(TASK TO CARRY OUT):
Put the lines from the one with "Phrase -- red flag" up to and including the one with "(228, 1138)" into a JSON list of strings, one string per line, skipping blank lines and leaving out the pictures.

____ RECORD EXTRACTS

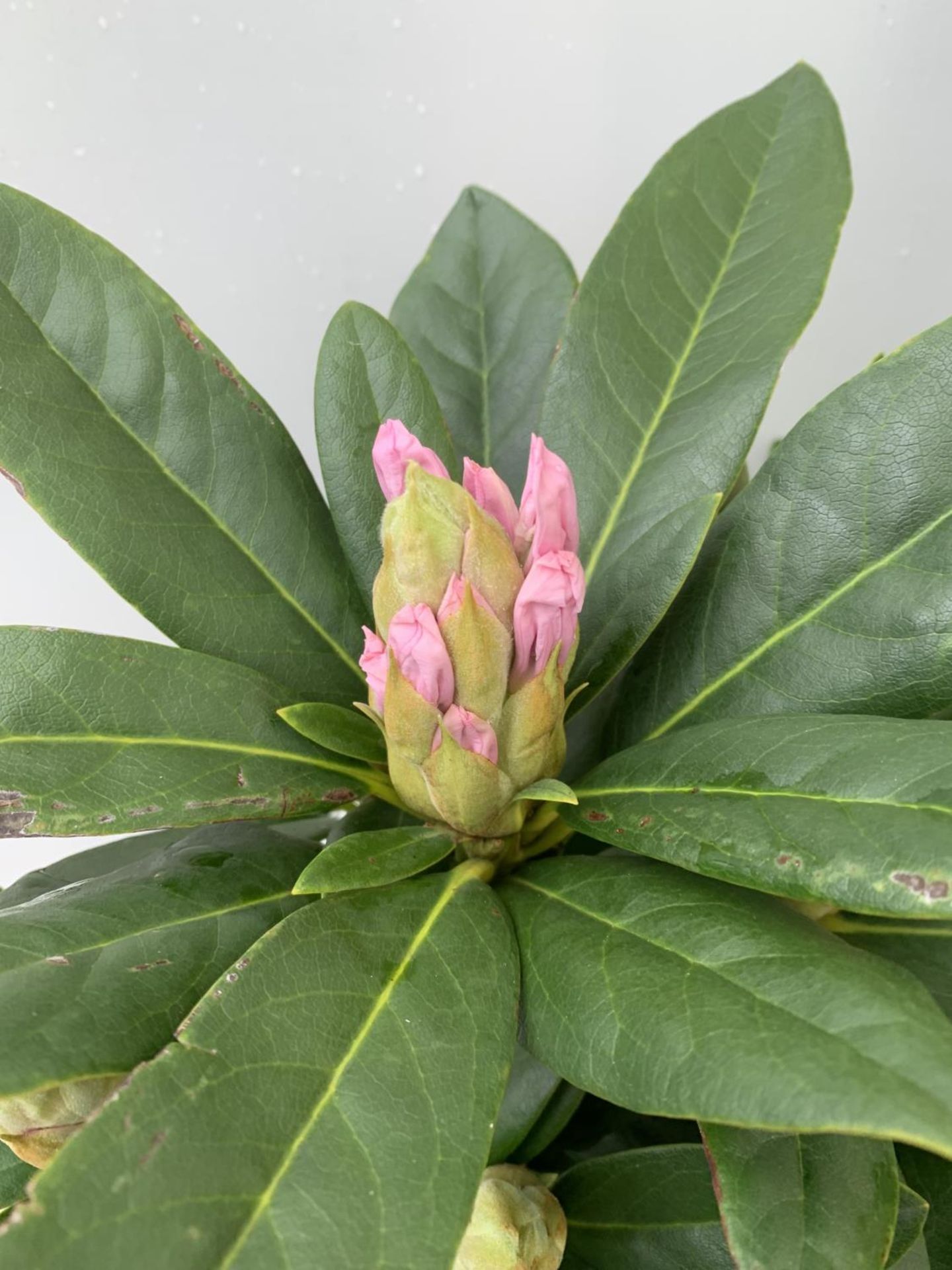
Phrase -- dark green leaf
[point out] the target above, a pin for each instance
(910, 1221)
(852, 810)
(922, 948)
(342, 732)
(549, 790)
(484, 312)
(15, 1175)
(637, 588)
(804, 1202)
(374, 859)
(676, 995)
(317, 1109)
(654, 1209)
(367, 374)
(97, 973)
(555, 1117)
(826, 585)
(916, 1259)
(140, 444)
(370, 813)
(531, 1086)
(932, 1179)
(100, 733)
(680, 331)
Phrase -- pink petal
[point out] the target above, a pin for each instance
(549, 509)
(374, 663)
(546, 611)
(420, 653)
(493, 495)
(394, 448)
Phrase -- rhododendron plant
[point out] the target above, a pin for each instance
(537, 846)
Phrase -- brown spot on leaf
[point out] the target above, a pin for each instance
(188, 333)
(912, 882)
(223, 368)
(17, 484)
(15, 824)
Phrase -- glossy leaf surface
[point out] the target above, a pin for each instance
(141, 446)
(100, 733)
(639, 589)
(922, 948)
(374, 859)
(374, 1151)
(366, 374)
(340, 730)
(681, 325)
(15, 1175)
(95, 974)
(653, 1208)
(852, 810)
(677, 995)
(825, 586)
(805, 1202)
(932, 1179)
(484, 312)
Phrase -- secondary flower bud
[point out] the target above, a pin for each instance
(433, 531)
(374, 663)
(420, 653)
(493, 494)
(393, 450)
(549, 509)
(517, 1223)
(546, 613)
(470, 733)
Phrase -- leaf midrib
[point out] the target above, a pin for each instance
(677, 370)
(237, 907)
(183, 743)
(473, 870)
(190, 494)
(778, 635)
(740, 793)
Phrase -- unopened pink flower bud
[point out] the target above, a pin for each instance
(420, 653)
(549, 509)
(488, 488)
(454, 597)
(546, 611)
(374, 663)
(469, 732)
(394, 448)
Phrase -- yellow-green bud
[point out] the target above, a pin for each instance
(34, 1126)
(517, 1223)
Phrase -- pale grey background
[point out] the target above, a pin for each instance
(270, 160)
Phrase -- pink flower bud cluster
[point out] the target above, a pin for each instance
(545, 535)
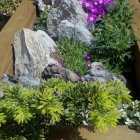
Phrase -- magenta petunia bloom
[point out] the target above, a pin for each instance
(88, 63)
(87, 56)
(95, 2)
(95, 9)
(101, 11)
(87, 6)
(108, 2)
(92, 18)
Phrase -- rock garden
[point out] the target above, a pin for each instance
(74, 68)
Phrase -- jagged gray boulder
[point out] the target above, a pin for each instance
(33, 52)
(70, 10)
(55, 70)
(99, 73)
(66, 29)
(77, 32)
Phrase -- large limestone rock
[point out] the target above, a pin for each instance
(99, 73)
(33, 52)
(77, 32)
(58, 71)
(70, 10)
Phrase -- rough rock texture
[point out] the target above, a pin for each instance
(26, 81)
(70, 10)
(66, 29)
(78, 32)
(98, 72)
(58, 71)
(33, 52)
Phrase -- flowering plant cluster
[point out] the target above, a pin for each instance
(95, 9)
(87, 56)
(130, 114)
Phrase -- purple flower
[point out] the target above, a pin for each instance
(95, 2)
(87, 56)
(108, 2)
(101, 10)
(61, 63)
(88, 63)
(78, 74)
(57, 1)
(87, 6)
(92, 18)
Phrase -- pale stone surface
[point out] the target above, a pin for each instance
(99, 73)
(58, 71)
(70, 10)
(33, 52)
(77, 32)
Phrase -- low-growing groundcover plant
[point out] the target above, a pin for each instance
(27, 113)
(130, 114)
(72, 55)
(7, 7)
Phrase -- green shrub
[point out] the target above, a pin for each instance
(41, 20)
(29, 112)
(130, 114)
(114, 38)
(73, 55)
(8, 6)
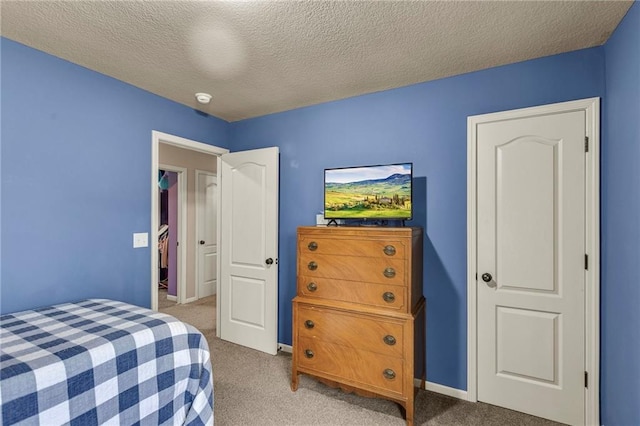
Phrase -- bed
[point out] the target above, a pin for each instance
(101, 361)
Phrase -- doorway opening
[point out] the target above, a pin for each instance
(171, 230)
(158, 139)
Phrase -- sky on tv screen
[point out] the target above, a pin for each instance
(356, 174)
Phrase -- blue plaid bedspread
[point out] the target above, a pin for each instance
(103, 362)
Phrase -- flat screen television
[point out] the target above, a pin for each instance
(381, 192)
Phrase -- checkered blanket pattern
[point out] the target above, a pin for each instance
(103, 362)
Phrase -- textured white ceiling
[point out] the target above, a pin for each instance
(261, 57)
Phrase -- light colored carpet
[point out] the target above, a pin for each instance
(253, 388)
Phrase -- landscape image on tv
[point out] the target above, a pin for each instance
(369, 192)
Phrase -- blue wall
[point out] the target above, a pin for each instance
(620, 291)
(76, 170)
(426, 124)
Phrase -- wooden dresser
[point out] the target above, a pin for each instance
(359, 313)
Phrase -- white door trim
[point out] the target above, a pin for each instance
(156, 138)
(592, 232)
(181, 294)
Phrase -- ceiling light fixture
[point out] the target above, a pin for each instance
(203, 98)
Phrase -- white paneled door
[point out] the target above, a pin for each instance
(531, 264)
(206, 229)
(249, 248)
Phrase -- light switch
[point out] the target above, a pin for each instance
(140, 239)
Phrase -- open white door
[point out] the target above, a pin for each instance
(248, 296)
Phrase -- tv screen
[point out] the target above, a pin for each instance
(368, 192)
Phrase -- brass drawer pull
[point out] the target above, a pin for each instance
(389, 297)
(389, 272)
(389, 374)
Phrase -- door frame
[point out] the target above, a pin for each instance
(166, 138)
(181, 275)
(196, 227)
(591, 107)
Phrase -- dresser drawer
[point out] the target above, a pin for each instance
(369, 333)
(385, 296)
(346, 364)
(370, 269)
(352, 246)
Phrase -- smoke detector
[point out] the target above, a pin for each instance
(203, 98)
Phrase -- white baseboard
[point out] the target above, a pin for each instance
(446, 390)
(285, 348)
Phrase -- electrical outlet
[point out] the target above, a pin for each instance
(140, 239)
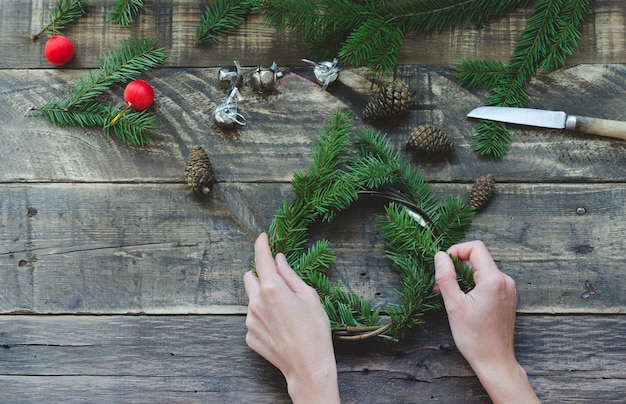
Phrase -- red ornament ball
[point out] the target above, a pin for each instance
(139, 95)
(58, 50)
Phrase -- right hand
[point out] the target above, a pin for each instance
(483, 321)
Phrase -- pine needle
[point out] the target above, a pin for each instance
(330, 185)
(119, 65)
(123, 12)
(550, 35)
(64, 13)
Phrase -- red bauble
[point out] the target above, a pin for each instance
(58, 50)
(139, 95)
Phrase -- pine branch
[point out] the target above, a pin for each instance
(81, 109)
(568, 35)
(550, 35)
(133, 127)
(120, 65)
(89, 115)
(64, 13)
(220, 17)
(331, 184)
(123, 12)
(372, 31)
(452, 220)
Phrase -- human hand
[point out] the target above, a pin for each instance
(483, 321)
(288, 326)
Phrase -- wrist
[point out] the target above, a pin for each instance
(320, 386)
(506, 382)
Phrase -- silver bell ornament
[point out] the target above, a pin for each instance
(230, 77)
(226, 114)
(325, 72)
(264, 79)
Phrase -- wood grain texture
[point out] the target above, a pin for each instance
(174, 23)
(282, 127)
(114, 258)
(189, 359)
(156, 248)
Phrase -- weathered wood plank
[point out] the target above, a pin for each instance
(155, 248)
(174, 24)
(282, 127)
(204, 358)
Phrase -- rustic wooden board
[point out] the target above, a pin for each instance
(155, 248)
(174, 24)
(282, 127)
(188, 359)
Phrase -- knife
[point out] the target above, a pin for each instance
(551, 119)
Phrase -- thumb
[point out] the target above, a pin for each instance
(445, 279)
(291, 278)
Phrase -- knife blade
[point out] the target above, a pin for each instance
(551, 119)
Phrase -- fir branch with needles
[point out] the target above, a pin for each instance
(120, 65)
(219, 18)
(337, 176)
(550, 35)
(64, 13)
(372, 32)
(123, 12)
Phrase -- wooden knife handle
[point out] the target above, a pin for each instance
(601, 127)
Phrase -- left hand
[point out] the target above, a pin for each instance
(288, 326)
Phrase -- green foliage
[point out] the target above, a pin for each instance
(371, 32)
(64, 13)
(124, 11)
(80, 107)
(550, 35)
(220, 17)
(415, 226)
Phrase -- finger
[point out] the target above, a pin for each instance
(263, 259)
(251, 285)
(476, 253)
(445, 278)
(291, 278)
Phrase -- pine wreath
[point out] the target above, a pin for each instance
(415, 226)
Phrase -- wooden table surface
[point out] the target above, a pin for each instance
(119, 285)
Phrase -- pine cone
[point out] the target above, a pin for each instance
(430, 139)
(199, 171)
(482, 191)
(392, 100)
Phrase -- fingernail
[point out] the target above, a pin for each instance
(280, 259)
(440, 258)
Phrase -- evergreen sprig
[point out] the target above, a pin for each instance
(550, 35)
(120, 65)
(220, 17)
(335, 179)
(123, 12)
(64, 13)
(371, 32)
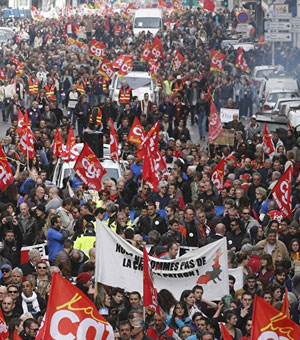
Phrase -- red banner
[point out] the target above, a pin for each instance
(270, 323)
(126, 67)
(215, 126)
(240, 61)
(282, 192)
(178, 61)
(6, 175)
(216, 61)
(70, 313)
(114, 144)
(267, 141)
(106, 69)
(97, 49)
(217, 175)
(89, 169)
(137, 133)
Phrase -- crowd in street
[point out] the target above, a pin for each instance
(60, 88)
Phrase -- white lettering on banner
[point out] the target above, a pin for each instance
(206, 266)
(226, 115)
(91, 171)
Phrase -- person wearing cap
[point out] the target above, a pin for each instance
(253, 128)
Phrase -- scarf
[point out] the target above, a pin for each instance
(33, 299)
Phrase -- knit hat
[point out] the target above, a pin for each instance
(83, 278)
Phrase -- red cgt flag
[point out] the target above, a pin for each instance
(267, 141)
(217, 175)
(57, 144)
(282, 192)
(178, 61)
(149, 292)
(6, 175)
(126, 66)
(70, 313)
(216, 61)
(215, 127)
(146, 51)
(270, 323)
(240, 61)
(89, 169)
(137, 133)
(114, 144)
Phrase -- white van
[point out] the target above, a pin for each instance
(148, 19)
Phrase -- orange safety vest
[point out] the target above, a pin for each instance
(50, 92)
(33, 87)
(125, 95)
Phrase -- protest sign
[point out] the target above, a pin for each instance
(206, 266)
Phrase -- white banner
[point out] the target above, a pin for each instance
(119, 264)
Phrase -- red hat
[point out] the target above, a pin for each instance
(83, 278)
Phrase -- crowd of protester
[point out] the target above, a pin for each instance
(60, 88)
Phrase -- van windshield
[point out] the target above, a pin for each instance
(147, 23)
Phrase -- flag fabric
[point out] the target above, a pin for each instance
(57, 144)
(126, 66)
(137, 133)
(282, 192)
(146, 51)
(149, 292)
(70, 313)
(178, 61)
(270, 323)
(285, 310)
(156, 49)
(225, 333)
(268, 145)
(89, 169)
(114, 144)
(216, 61)
(209, 5)
(240, 61)
(215, 126)
(6, 175)
(217, 175)
(97, 49)
(106, 69)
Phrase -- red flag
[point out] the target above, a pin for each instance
(126, 67)
(4, 333)
(97, 49)
(114, 144)
(240, 61)
(216, 61)
(137, 133)
(267, 141)
(89, 169)
(27, 143)
(146, 51)
(225, 333)
(178, 61)
(282, 192)
(106, 69)
(215, 127)
(217, 175)
(20, 121)
(57, 144)
(149, 292)
(70, 313)
(66, 149)
(285, 304)
(269, 323)
(209, 5)
(156, 49)
(6, 175)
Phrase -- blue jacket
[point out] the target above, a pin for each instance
(55, 244)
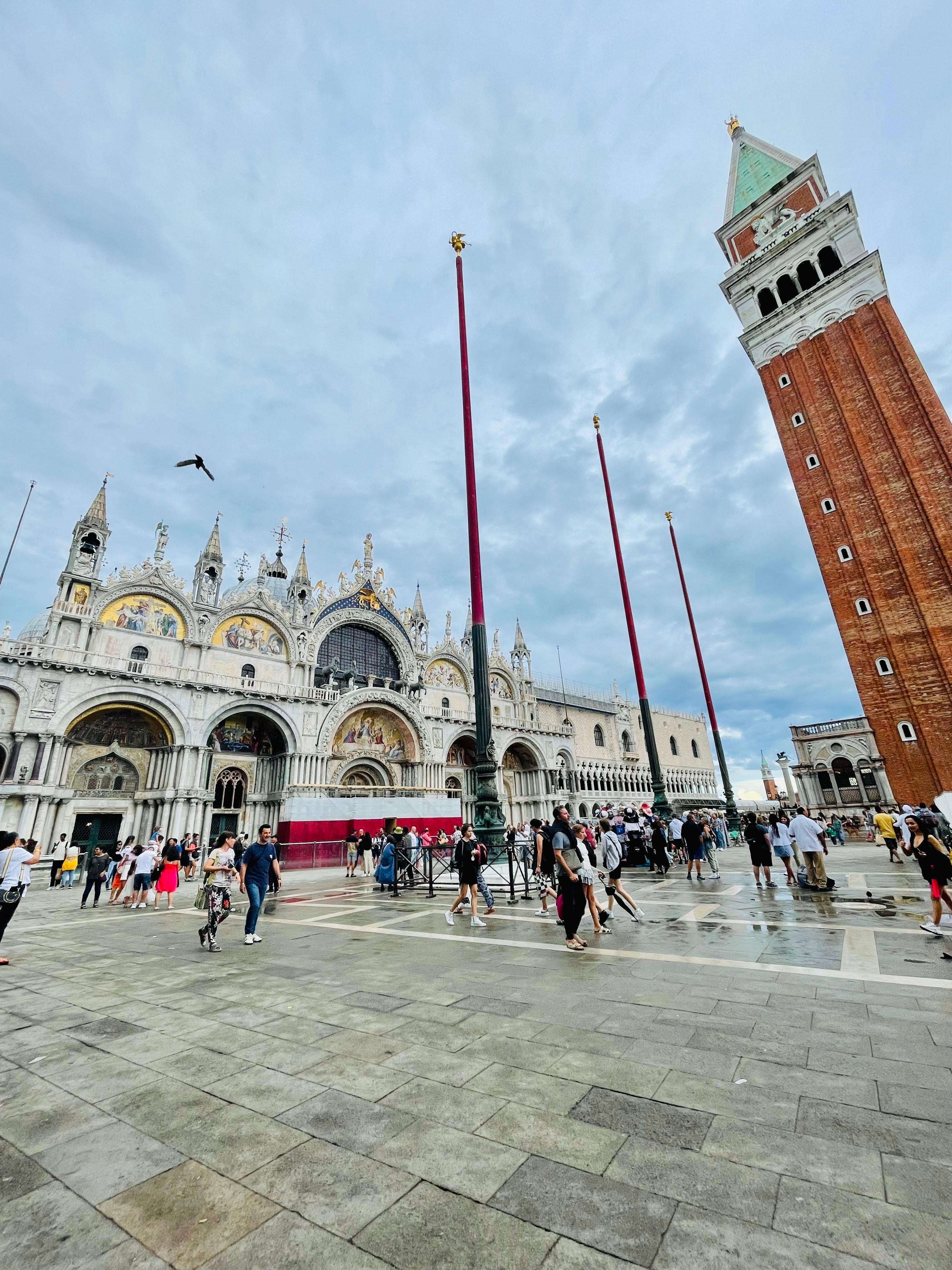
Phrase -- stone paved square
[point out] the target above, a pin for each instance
(728, 1089)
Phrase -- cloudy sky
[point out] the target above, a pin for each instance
(226, 232)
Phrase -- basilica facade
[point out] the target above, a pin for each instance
(140, 700)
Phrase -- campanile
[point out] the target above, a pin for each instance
(866, 439)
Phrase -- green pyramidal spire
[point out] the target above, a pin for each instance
(756, 168)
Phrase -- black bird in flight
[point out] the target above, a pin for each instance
(197, 463)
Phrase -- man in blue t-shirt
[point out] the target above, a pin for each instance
(256, 869)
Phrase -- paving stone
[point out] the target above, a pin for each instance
(332, 1187)
(188, 1215)
(815, 1160)
(701, 1240)
(870, 1228)
(597, 1212)
(349, 1122)
(464, 1109)
(517, 1084)
(659, 1122)
(37, 1114)
(555, 1137)
(688, 1175)
(111, 1160)
(50, 1228)
(20, 1174)
(292, 1244)
(431, 1230)
(437, 1065)
(367, 1081)
(456, 1161)
(918, 1185)
(569, 1255)
(745, 1101)
(262, 1090)
(897, 1135)
(228, 1138)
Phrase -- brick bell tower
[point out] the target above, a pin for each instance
(866, 439)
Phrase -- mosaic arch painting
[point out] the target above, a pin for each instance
(444, 675)
(372, 732)
(499, 688)
(247, 634)
(145, 615)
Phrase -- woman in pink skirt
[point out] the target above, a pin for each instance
(169, 876)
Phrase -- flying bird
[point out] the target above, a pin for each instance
(197, 463)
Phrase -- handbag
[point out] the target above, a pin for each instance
(12, 895)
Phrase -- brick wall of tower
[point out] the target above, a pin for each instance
(885, 449)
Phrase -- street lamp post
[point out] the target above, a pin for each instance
(662, 807)
(489, 820)
(730, 806)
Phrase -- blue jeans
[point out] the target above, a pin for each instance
(256, 892)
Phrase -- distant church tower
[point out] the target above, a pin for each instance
(866, 439)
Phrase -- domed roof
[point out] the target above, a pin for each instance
(36, 626)
(276, 587)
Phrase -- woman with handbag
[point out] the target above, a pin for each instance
(14, 878)
(220, 873)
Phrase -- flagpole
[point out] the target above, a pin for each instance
(730, 806)
(16, 533)
(489, 818)
(662, 807)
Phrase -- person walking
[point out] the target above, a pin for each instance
(143, 876)
(351, 843)
(758, 841)
(544, 872)
(809, 838)
(59, 856)
(468, 863)
(70, 865)
(96, 876)
(780, 843)
(568, 858)
(257, 865)
(612, 860)
(16, 863)
(936, 867)
(168, 882)
(694, 838)
(887, 830)
(220, 868)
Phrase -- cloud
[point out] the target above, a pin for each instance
(228, 233)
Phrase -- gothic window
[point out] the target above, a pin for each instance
(807, 275)
(230, 789)
(786, 289)
(360, 649)
(828, 261)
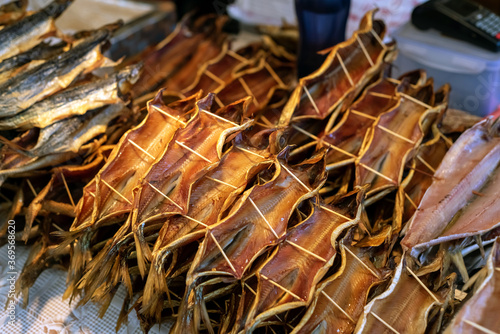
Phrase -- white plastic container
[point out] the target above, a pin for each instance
(474, 73)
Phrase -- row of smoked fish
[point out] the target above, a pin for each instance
(225, 196)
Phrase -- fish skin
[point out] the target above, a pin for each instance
(22, 91)
(296, 270)
(12, 11)
(481, 215)
(70, 134)
(329, 85)
(482, 308)
(42, 51)
(349, 288)
(119, 173)
(405, 305)
(74, 101)
(25, 33)
(465, 168)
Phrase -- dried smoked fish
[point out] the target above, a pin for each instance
(302, 259)
(76, 100)
(404, 307)
(346, 70)
(464, 170)
(12, 11)
(257, 221)
(127, 164)
(393, 140)
(348, 289)
(480, 313)
(22, 91)
(27, 32)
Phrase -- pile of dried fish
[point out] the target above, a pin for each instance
(224, 209)
(62, 104)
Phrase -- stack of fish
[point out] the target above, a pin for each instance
(224, 210)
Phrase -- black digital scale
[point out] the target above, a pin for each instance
(461, 19)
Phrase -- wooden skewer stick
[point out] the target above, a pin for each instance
(248, 91)
(337, 306)
(192, 151)
(395, 134)
(196, 221)
(361, 262)
(385, 96)
(296, 178)
(423, 286)
(365, 51)
(446, 139)
(385, 323)
(161, 193)
(57, 227)
(477, 326)
(141, 149)
(237, 56)
(167, 114)
(323, 142)
(281, 287)
(305, 250)
(274, 75)
(31, 187)
(222, 252)
(421, 172)
(311, 99)
(428, 165)
(218, 117)
(67, 189)
(345, 70)
(221, 182)
(335, 213)
(218, 101)
(477, 193)
(213, 77)
(263, 217)
(377, 172)
(266, 121)
(5, 198)
(417, 101)
(410, 200)
(362, 114)
(116, 191)
(249, 288)
(248, 151)
(377, 37)
(395, 81)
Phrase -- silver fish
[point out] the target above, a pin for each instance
(22, 91)
(26, 33)
(74, 101)
(70, 134)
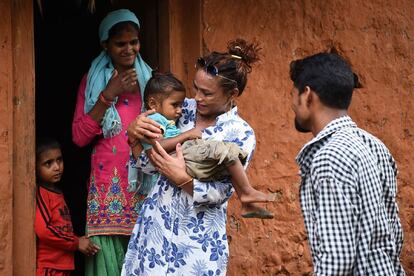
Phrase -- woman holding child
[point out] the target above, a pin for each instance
(181, 229)
(109, 98)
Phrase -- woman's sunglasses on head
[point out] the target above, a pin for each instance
(211, 69)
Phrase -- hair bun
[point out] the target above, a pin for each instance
(248, 52)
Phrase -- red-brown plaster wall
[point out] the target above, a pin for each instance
(376, 36)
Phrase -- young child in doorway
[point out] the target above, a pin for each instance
(205, 159)
(56, 242)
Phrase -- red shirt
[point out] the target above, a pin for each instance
(56, 241)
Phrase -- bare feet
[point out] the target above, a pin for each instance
(251, 210)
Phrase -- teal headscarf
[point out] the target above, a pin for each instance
(101, 72)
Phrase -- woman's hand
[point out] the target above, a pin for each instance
(143, 128)
(119, 83)
(194, 133)
(171, 167)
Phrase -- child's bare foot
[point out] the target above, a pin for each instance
(251, 210)
(256, 196)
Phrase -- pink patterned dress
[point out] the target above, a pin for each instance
(112, 209)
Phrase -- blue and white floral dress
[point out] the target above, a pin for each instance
(179, 234)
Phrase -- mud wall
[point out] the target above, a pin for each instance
(376, 37)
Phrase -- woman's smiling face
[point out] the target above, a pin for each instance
(211, 99)
(123, 48)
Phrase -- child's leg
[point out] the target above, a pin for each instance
(247, 194)
(241, 184)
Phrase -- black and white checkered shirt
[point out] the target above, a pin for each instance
(348, 199)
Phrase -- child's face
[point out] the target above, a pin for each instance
(49, 166)
(171, 106)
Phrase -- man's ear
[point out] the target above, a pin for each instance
(104, 45)
(308, 95)
(234, 94)
(153, 103)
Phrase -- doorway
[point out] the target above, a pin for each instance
(66, 42)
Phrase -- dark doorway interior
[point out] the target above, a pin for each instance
(66, 42)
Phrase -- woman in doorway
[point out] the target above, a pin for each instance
(181, 229)
(109, 98)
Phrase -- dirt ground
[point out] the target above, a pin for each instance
(376, 37)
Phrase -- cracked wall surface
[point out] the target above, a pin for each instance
(376, 37)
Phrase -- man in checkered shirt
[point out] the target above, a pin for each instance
(348, 189)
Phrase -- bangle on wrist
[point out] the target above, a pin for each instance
(133, 144)
(104, 100)
(185, 182)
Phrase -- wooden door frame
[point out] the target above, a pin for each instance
(17, 167)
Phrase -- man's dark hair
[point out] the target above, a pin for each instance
(160, 86)
(46, 143)
(329, 75)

________

(CORRECT RESULT):
[
  "Phrase -- red flag",
  "[point out] the target above, a pin for each instance",
  "(126, 67)",
  "(4, 333)",
  "(97, 49)",
  "(114, 144)",
  "(240, 61)",
  "(216, 61)",
  "(137, 133)",
  "(267, 141)",
  "(89, 169)",
  "(27, 143)",
  "(146, 51)",
  "(225, 333)",
  "(178, 61)",
  "(282, 192)",
  "(106, 69)",
  "(215, 127)",
  "(217, 175)",
  "(20, 121)",
  "(57, 144)",
  "(149, 292)",
  "(70, 313)",
  "(66, 149)",
  "(285, 304)",
  "(269, 323)",
  "(209, 5)",
  "(156, 49)",
  "(6, 175)",
  "Phrase -- blue jacket",
  "[point out] the target above, a pin for each instance",
  "(55, 244)",
  "Phrase -- stone paved square",
  "[point out] the target above, a pin for each instance",
  "(728, 1089)",
  "Phrase -- cloudy sky",
  "[point out] the target above, a pin for each instance",
  "(226, 232)",
  "Phrase -- basilica facade",
  "[point out] the target above, a pin for each instance",
  "(140, 700)",
  "Phrase -- campanile",
  "[point out] the target above, a pin for each instance",
  "(866, 439)",
  "Phrase -- green pyramidal spire",
  "[point out] the target above, a pin for each instance",
  "(756, 168)",
  "Phrase -- black bird in flight",
  "[point out] the target above, a pin for each instance",
  "(197, 463)",
  "Phrase -- man in blue t-shirt",
  "[point out] the target above, a pin for each instance",
  "(256, 869)",
  "Phrase -- paving stone",
  "[point out] the target above, a pin for each instance",
  "(332, 1187)",
  "(188, 1215)",
  "(815, 1160)",
  "(701, 1240)",
  "(870, 1228)",
  "(597, 1212)",
  "(349, 1122)",
  "(464, 1109)",
  "(517, 1084)",
  "(659, 1122)",
  "(37, 1114)",
  "(555, 1137)",
  "(688, 1175)",
  "(111, 1160)",
  "(50, 1228)",
  "(20, 1174)",
  "(292, 1244)",
  "(431, 1230)",
  "(437, 1065)",
  "(367, 1081)",
  "(456, 1161)",
  "(918, 1185)",
  "(569, 1255)",
  "(745, 1101)",
  "(262, 1090)",
  "(897, 1135)",
  "(228, 1138)"
]